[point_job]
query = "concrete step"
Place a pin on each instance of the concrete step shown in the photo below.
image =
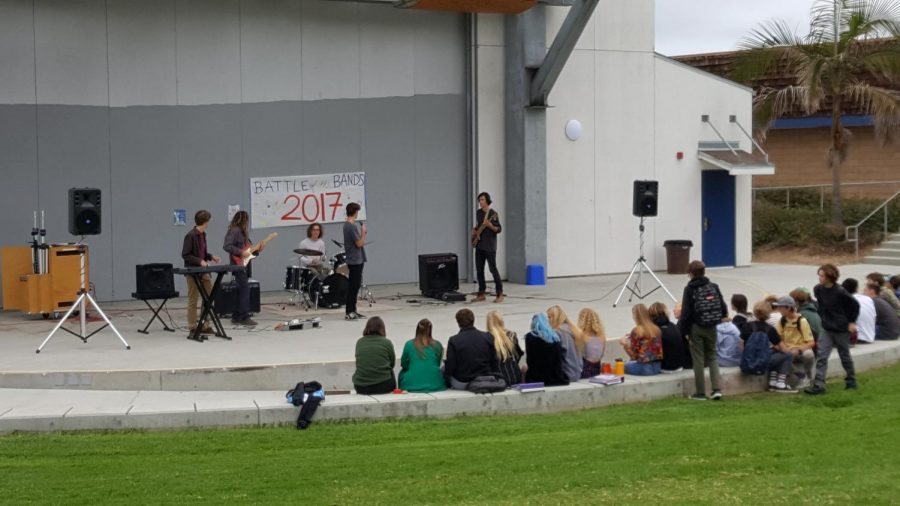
(881, 260)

■ ■ ■ ■

→ Aim of the task
Convert the data above to a two-column CSV with the headers text and answer, using one row for each text. Put each text and its answer in its own quoted field, replace line breaks with spaces, and leave the pictures out.

→ Solution for this task
text,answer
"[point_job] query = ""concrete step"" Place a pin on each instance of the concrete step shown in the photo below. image =","(881, 260)"